## TEXT SEGMENT
- - - - - - -
Saturday, May 12, 2018

Nobody knows what the natural rate of unemployment is today

See Is the Phillips Curve Dead? And Other Questions for the Fed: Before adjusting interest rates again this year, the central bank should focus on the fundamentals by Alan Blinder. I provide a graphical explanation at the end. Excerpts:
"Most economists determine whether the economy needs stimulus by comparing current and projected unemployment rates with a measure called the Nairu—the nonaccelerating inflation rate of unemployment (sometimes called the natural rate of unemployment). That number is supposed to mark the dividing line between unemployment so high that it pulls inflation down and unemployment so low that is pushes inflation up

Trouble is, nobody knows where the Nairu is today. The FOMC is acting under the assumption that today’s 4.1% unemployment rate is below Nairu, which it currently pegs at 4.5%. That could be right. But a year ago the committee thought Nairu was 4.7%, and three years ago it pegged it at 5.1%. The estimate kept falling because inflation stubbornly refused to rise despite low unemployment.

Here’s my own view, but it’s no more than an educated guess: The unemployment rate has settled at 4.1% for six months now, and inflation is creeping up very slightly. That suggests a Nairu in the 4% to 4.5% range, just a pinch lower than what the Fed now believes. But remember, the Fed keeps lowering its estimate.

Now to the second question: With the federal funds rate in the 1.5% to 1.75% range today, is monetary policy stimulating the economy or restraining it? To answer that question in the past, economists have compared the real interest rate—the funds rate minus inflation—to another key dividing line: the neutral (or natural) real interest rate, which Wall Street calls r* (pronounced “r-star”). Here’s the idea: When the real federal funds rate is above r*, that means money is “tight,” the Fed is holding back demand and inflation should fall. When the real federal funds rate is below r*, money is “loose,” the Fed is pushing demand up, and inflation should rise.

But where is that dividing line today? That’s a complicated question, because r* depends on many factors beyond the Fed’s control. If any of those other factors change, so will r*. The most prominent example today is fiscal policy, which has recently changed quite a lot due to large tax cuts and a bipartisan spending spree. These developments have presumably pushed the neutral interest rate above the Fed’s semiofficial estimate made last fall, which was 0.4%.
- - - - - - -
## WHAT THE TASK REQUIRES
Carry on the passage about the natural rate of unemployment and the neutral interest rate, picking up after its final sentence.

## DATASET SECTION
- - - - - - -
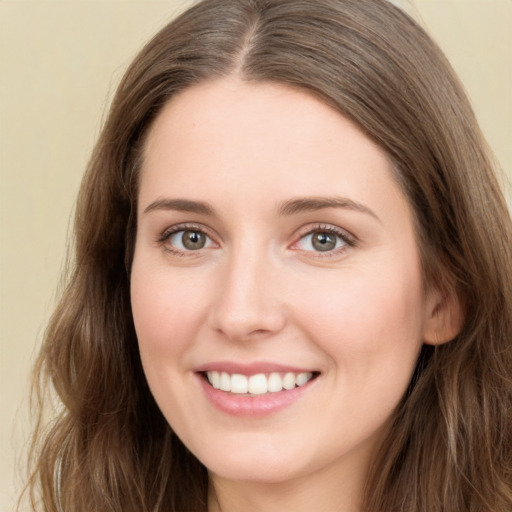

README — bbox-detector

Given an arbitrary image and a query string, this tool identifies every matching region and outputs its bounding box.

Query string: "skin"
[131,77,451,512]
- - - - - - -
## RESULT OF THE EXERCISE
Where are we today? The federal funds rate is at 1.7%, while inflation is at 2% and inching up. This means the real federal funds rate—the difference between those two metrics—is slightly negative and thus almost certainly below the neutral rate, though perhaps not by a huge amount. The Fed’s current monetary policy is therefore still slightly stimulative"

"When I was the Fed’s vice chairman in the 1990s, we felt we had a reasonable handle on the Phillips curve: If unemployment rose by 1 percentage point for a year, that would knock about half a percentage point off the inflation rate, plus or minus. That rule of thumb worked pretty well back then. But not lately.

Since 2000, the correlation between unemployment and changes in inflation is nearly zero."
Now my graphical explanation.

The more money in the economy, or the lower the interest rate, the more demand for all goods and services, holding all other factors constant (this total demand is called aggregate demand or AD). The price level in the economy and the total output or quantity produced in the economy is determined by the interaction of AD and aggregate supply (in this case I am interested in something called short-run AS or SRAS-so yes there is a long-run AS but that is not the important issue here although in the long run we will come back to QF with even more inflation if we go past it in the short run). 

The full-employment GDP (QF in the graph below) is the level of GDP that gives us the natural rate of unemployment. If we move from AD1 to AD2, we will still have very small price increases while having a big increase in GDP which will help lower the unemployment rate. But if we go past AD2 (if interest rates get too low), then we get much bigger price increases than for AD increases to the left of QF. So we want the Fed to set interest rates so that we are at AD2. But no one knows for sure if we are at AD2 or not.



The SRAS also keeps getting steeper since inefficiency increases as we get closer to (and beyond)  QF. As inefficiency increases, costs increase faster and faster. This gets passed on to the consumer in the form of ever faster increases in prices. The slope has to get steeper to reflect this. The inefficiencies come in partly because we keep bringing less efficient resources into production the more we try to produce.

If a company has 4 idle factories and demand picks up, it brings the most efficient of the four back online, then the next one, and so on. The demand for resources might be increasing at an increasing rate.
 
Related posts

Fed Officials Disagree On Threat Of Inflation (from 2009)

Fed Chair Janet Yellen: "there remains considerable slack in the economy" (from 2014)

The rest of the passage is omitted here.